Print the records exactly as given.
■ ■ ■ ■
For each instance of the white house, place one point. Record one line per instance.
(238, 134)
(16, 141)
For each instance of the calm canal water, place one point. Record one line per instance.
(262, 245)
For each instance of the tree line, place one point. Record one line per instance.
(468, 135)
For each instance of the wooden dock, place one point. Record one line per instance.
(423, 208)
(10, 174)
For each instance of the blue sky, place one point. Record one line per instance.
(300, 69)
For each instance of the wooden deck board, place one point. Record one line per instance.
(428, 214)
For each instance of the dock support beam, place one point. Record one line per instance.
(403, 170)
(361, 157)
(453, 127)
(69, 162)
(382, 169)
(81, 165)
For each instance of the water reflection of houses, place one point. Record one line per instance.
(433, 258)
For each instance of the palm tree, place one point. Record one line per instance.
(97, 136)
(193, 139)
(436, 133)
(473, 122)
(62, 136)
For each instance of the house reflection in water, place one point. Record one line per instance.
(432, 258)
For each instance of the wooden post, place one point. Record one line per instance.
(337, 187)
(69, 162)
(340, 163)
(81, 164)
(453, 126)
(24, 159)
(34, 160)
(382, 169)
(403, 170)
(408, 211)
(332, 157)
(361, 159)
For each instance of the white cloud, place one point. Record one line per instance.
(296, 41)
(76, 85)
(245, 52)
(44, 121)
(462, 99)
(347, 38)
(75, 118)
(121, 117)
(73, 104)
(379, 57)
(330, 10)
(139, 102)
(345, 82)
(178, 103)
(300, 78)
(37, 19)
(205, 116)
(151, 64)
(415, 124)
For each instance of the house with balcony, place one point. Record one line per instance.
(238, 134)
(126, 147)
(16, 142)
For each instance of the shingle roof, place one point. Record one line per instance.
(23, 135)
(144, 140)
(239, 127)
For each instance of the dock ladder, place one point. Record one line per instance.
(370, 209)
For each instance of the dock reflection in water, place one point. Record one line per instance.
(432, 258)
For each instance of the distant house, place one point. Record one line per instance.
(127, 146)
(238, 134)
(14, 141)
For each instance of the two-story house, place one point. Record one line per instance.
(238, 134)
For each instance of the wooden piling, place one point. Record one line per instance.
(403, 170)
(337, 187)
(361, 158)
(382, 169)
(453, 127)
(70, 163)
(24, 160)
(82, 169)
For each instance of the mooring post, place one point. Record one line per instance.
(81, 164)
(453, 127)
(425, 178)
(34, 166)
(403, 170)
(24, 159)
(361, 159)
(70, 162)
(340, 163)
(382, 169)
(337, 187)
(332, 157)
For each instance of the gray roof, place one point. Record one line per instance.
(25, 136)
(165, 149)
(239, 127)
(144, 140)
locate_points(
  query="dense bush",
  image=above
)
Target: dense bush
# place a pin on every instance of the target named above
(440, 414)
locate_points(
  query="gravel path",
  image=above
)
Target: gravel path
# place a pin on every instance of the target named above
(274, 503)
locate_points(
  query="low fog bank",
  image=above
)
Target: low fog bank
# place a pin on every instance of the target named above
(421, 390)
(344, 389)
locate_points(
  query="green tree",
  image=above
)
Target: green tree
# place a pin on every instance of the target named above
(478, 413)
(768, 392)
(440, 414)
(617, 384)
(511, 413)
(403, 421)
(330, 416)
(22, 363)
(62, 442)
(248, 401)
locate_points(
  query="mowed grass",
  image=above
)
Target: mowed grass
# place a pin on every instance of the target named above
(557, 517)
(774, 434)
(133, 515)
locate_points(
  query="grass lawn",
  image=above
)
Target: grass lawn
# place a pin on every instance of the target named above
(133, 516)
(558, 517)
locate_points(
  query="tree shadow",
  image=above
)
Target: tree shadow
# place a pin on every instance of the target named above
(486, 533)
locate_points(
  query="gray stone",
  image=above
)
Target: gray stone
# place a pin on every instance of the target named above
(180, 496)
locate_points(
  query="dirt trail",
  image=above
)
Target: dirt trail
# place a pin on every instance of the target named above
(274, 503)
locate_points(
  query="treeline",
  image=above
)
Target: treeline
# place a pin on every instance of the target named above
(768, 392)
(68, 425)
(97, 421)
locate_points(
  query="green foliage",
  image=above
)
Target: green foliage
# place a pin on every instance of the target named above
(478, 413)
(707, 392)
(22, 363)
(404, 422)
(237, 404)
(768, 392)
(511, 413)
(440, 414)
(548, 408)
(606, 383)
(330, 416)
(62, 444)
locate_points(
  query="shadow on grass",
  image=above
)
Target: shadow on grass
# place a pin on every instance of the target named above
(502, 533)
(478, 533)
■ ■ ■ ■
» WRITTEN SOLUTION:
For each instance of the white house, place one point. Record one line per instance.
(238, 134)
(16, 141)
For each instance of the calm canal water, place one point. Record one line per instance.
(262, 245)
For each instance of the tree line, place one point. Record one line per instance.
(468, 135)
For each instance of the wooden dock, place one point. Record one line per instance.
(423, 208)
(10, 174)
For each instance of the blue sky, place one point. Record one line per instance.
(300, 69)
For each instance of the wooden deck board, place one point. Record one line per instance.
(428, 214)
For each instance of the dock support beam, place one point. Record one line per instance.
(403, 170)
(361, 157)
(453, 127)
(69, 162)
(382, 169)
(81, 165)
For each instance of the water reflection of houses, place one point. Record one line per instance.
(433, 258)
For each instance of the palm tree, place one point. Record one line per instance.
(97, 136)
(193, 139)
(436, 133)
(473, 122)
(62, 136)
For each instance of the house reflection in water, place one point. Record one line per instance.
(432, 258)
For each instance of the wooden post, place one point. Record one line per instance.
(337, 187)
(69, 162)
(340, 163)
(81, 164)
(453, 126)
(24, 159)
(34, 160)
(382, 169)
(403, 170)
(408, 211)
(332, 157)
(361, 159)
For each instance of the white cloud, place one point. Record one line per instance.
(296, 41)
(76, 85)
(245, 52)
(44, 121)
(462, 99)
(347, 38)
(75, 118)
(121, 117)
(73, 104)
(379, 57)
(330, 10)
(139, 102)
(345, 82)
(178, 103)
(300, 78)
(37, 19)
(205, 116)
(151, 64)
(415, 124)
For each instance of the house with balcony, place one point. Record one line per instance.
(238, 134)
(126, 147)
(16, 142)
For each instance of the shingle roof, place one point. Record one line per instance.
(23, 135)
(144, 140)
(239, 127)
For each instance of the dock ladder, place one point. Record one line per instance.
(370, 209)
For each instance of the dock reflection in water, place one point. Record one line per instance.
(432, 258)
For each instance of the distant house, place one point. Record one line per instance.
(127, 146)
(238, 134)
(14, 141)
For each instance of the two-story house, place one point. Record one line per instance.
(238, 134)
For each instance of the wooden piling, place one point. Record one line per instance.
(403, 170)
(337, 187)
(361, 158)
(382, 169)
(453, 127)
(70, 163)
(24, 160)
(82, 169)
For each instance of the mooring post, place one point. Record one line per instance.
(81, 164)
(453, 127)
(425, 178)
(34, 166)
(403, 170)
(24, 159)
(361, 159)
(70, 162)
(340, 163)
(382, 169)
(337, 187)
(332, 157)
For each instance of the gray roof, place one point. Record one line per instance.
(25, 136)
(165, 149)
(239, 127)
(144, 140)
locate_points(
  query="dense bush",
  image=above
)
Target: dense bush
# place a pin on every instance of the target named above
(440, 414)
locate_points(
  query="gravel path",
  image=above
)
Target: gravel path
# place a pin on every instance of the target named above
(274, 503)
locate_points(
  query="low fog bank",
  image=above
)
Target: low fog bank
# place a pin on every instance of the target named above
(421, 390)
(344, 389)
locate_points(
  query="green tree",
  image=above
)
Target: green tree
# place a pin on every instance of the target named above
(478, 413)
(768, 392)
(440, 414)
(617, 384)
(511, 413)
(403, 421)
(330, 416)
(22, 363)
(62, 442)
(248, 401)
locate_points(
  query="mowed grass",
  image=above
)
Target: mowed grass
# place a pin on every instance of the target named above
(557, 517)
(774, 434)
(133, 515)
locate_points(
  query="grass lawn",
  image=above
)
Target: grass lawn
# place a pin on every instance of the target named above
(133, 516)
(558, 517)
locate_points(
  query="tree shadow",
  image=above
)
Target: tree shadow
# place a pin on every instance of the target named above
(486, 533)
locate_points(
  query="gray stone",
  image=above
)
Target: gray stone
# place a pin on every instance of the target named above
(180, 496)
locate_points(
  query="dirt trail",
  image=above
)
Target: dirt trail
# place a pin on every instance of the target named above
(274, 503)
locate_points(
  query="treeline",
  image=above
)
Target: treeline
# place a pin on every instance of the target named above
(768, 392)
(68, 425)
(97, 421)
locate_points(
  query="green foliage",
  image=above
)
Target: green foliage
# place a pin on every instance of the target named above
(478, 413)
(707, 392)
(22, 363)
(404, 422)
(237, 404)
(768, 392)
(511, 413)
(440, 414)
(548, 408)
(606, 383)
(330, 416)
(62, 444)
locate_points(
  query="shadow on grass",
  image=above
)
Target: shadow on grass
# place a pin on every instance of the target named above
(502, 533)
(478, 533)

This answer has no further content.